* Exercise prompt *
Below are the entries to work from; restate word for word the portion that opens with the line containing "Note: for every instance of the realtor" and closes with the line containing "Note: for every instance of the granite", keeping both.

* Task inputs *

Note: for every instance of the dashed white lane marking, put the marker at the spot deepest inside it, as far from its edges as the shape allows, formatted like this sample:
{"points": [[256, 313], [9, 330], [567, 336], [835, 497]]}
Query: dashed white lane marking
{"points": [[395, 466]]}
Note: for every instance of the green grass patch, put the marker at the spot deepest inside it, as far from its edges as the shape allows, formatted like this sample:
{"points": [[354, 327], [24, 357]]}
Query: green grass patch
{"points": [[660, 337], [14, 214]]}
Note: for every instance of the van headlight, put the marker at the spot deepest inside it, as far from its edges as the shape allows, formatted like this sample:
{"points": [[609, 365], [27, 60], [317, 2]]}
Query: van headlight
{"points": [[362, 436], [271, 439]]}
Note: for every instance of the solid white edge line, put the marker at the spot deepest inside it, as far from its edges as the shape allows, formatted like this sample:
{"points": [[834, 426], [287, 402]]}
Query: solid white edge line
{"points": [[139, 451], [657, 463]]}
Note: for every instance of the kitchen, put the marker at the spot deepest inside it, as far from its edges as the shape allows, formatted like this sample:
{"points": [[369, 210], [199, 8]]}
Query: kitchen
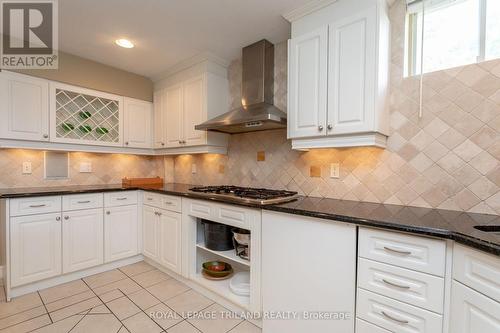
{"points": [[285, 167]]}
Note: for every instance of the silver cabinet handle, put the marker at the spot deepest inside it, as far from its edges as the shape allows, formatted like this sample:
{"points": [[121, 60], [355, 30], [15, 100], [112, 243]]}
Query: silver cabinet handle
{"points": [[406, 253], [395, 284], [401, 321]]}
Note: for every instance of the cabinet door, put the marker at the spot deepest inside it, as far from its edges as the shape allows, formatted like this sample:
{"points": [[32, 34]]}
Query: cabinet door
{"points": [[472, 312], [120, 233], [35, 247], [82, 239], [307, 85], [150, 232], [351, 73], [194, 111], [328, 284], [137, 131], [174, 105], [170, 240], [159, 120], [24, 107]]}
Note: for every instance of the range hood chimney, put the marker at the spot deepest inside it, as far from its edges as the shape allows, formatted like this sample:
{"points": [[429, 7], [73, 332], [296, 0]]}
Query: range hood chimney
{"points": [[257, 112]]}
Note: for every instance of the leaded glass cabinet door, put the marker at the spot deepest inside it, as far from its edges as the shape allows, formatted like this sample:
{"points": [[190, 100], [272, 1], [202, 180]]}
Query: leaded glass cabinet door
{"points": [[84, 116]]}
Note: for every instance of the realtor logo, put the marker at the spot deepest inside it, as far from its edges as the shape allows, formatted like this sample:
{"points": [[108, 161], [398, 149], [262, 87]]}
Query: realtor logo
{"points": [[29, 34]]}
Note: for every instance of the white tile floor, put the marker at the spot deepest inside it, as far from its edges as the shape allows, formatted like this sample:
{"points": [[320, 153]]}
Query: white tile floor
{"points": [[135, 298]]}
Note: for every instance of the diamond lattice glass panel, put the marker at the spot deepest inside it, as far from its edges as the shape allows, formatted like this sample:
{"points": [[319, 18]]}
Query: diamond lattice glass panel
{"points": [[85, 117]]}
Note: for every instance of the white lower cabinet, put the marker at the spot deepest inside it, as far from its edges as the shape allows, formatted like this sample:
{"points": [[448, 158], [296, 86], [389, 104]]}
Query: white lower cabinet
{"points": [[396, 316], [308, 265], [150, 233], [82, 237], [35, 248], [472, 312], [162, 237], [365, 327], [120, 232], [170, 238]]}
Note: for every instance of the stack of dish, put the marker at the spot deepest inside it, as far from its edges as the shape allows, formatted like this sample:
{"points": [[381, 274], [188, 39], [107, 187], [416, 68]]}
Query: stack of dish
{"points": [[217, 270]]}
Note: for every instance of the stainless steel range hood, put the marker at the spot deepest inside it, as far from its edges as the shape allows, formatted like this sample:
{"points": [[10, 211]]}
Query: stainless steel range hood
{"points": [[257, 112]]}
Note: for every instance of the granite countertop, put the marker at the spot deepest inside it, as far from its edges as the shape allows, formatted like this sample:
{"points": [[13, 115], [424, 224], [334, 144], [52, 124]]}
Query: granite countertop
{"points": [[454, 225]]}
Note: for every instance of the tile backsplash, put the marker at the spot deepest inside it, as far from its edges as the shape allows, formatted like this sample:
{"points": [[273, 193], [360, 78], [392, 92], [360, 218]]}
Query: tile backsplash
{"points": [[106, 168], [449, 158]]}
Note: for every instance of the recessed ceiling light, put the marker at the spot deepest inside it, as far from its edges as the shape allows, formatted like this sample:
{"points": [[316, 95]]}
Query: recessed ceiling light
{"points": [[124, 43]]}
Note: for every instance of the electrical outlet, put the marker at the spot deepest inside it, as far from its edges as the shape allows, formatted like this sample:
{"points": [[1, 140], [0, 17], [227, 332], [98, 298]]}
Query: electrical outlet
{"points": [[85, 167], [26, 168], [335, 170]]}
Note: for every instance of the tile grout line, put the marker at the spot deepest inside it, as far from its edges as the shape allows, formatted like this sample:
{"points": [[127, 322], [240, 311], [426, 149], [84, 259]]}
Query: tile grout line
{"points": [[46, 310], [141, 310]]}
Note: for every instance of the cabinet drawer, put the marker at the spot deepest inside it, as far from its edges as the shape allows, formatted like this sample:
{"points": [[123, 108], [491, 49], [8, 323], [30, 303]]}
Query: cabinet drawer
{"points": [[82, 201], [419, 289], [478, 270], [365, 327], [114, 199], [417, 253], [152, 199], [396, 316], [171, 203], [36, 205]]}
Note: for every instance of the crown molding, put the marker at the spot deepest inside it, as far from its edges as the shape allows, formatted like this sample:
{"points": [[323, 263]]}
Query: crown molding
{"points": [[185, 64], [307, 9]]}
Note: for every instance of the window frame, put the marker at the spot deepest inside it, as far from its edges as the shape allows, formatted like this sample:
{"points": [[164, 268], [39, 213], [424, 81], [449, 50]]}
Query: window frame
{"points": [[414, 36]]}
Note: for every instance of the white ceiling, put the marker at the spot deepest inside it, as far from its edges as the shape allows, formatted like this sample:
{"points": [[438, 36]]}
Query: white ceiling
{"points": [[167, 32]]}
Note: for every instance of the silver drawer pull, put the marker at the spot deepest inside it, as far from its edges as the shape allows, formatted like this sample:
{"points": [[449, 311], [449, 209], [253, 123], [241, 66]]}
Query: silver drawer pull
{"points": [[395, 284], [406, 253], [37, 206], [401, 321]]}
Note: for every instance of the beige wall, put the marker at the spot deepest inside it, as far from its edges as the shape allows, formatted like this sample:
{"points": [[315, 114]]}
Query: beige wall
{"points": [[90, 74], [106, 168], [449, 159]]}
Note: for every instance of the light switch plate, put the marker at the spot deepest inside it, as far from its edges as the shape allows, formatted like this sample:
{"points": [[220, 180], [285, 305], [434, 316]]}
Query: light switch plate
{"points": [[26, 168], [335, 170], [85, 167]]}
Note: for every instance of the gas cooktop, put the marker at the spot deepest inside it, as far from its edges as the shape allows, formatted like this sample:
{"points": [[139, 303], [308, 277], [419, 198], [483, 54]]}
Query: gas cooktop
{"points": [[260, 196]]}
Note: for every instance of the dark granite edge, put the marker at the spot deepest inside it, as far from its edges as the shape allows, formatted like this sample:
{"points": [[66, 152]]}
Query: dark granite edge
{"points": [[427, 231], [477, 243]]}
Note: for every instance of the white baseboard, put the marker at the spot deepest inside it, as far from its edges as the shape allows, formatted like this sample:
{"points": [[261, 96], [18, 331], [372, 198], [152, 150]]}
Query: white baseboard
{"points": [[32, 287]]}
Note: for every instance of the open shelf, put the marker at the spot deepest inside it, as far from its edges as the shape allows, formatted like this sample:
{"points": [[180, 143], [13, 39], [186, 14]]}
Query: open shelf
{"points": [[221, 288], [231, 254]]}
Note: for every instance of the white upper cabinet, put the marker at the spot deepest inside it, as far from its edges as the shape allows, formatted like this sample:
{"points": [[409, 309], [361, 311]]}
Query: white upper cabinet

* Response to this exercise *
Note: for every instance of the realtor logo, put the marker at the spot deepest inside it, as far from its edges as the shape allows, formatted like this sample:
{"points": [[108, 161], [398, 149], [262, 87]]}
Query: realtor logo
{"points": [[29, 34]]}
Note: for every instance of the white tile floor, put the marker at the spot deepest inside it, as far from its edges as the shape allows, formatted like this sample:
{"points": [[320, 153]]}
Query: white tile floor
{"points": [[135, 298]]}
Note: for every instance of the diamond lattice glass panel, put the marker at the spot deepest inside it, as far from its edges as the shape allows, formatted like this sample:
{"points": [[319, 18]]}
Query: diamond lattice glass panel
{"points": [[85, 117]]}
Note: for every instance of the white lower cabinet, put the marker at the spot deepest inside it, as far from its edges as the shape allows, formatted like this sample:
{"points": [[448, 158], [296, 86], [389, 104]]}
Query: white lower cabinet
{"points": [[396, 316], [308, 265], [150, 233], [82, 237], [35, 248], [472, 312], [162, 237], [365, 327], [120, 232], [170, 238]]}
Note: for every instance of the stack of dish, put the marker at the spot deepest inside it, as far from its edges as the shape allows, formatted like this sample:
{"points": [[381, 274], [188, 39], [107, 187], [416, 68]]}
Query: stack of dish
{"points": [[217, 270]]}
Note: for every instance of the stainless steel range hood, put the marker at the spot deepest inside it, as far from its edges as the shape allows, formatted like this sample:
{"points": [[10, 211]]}
Query: stainless steel range hood
{"points": [[257, 112]]}
Note: for every instance of the granite countertop, put the marker at the spot deepest inside it, as far from its edges as the shape allows, formatted like this sample:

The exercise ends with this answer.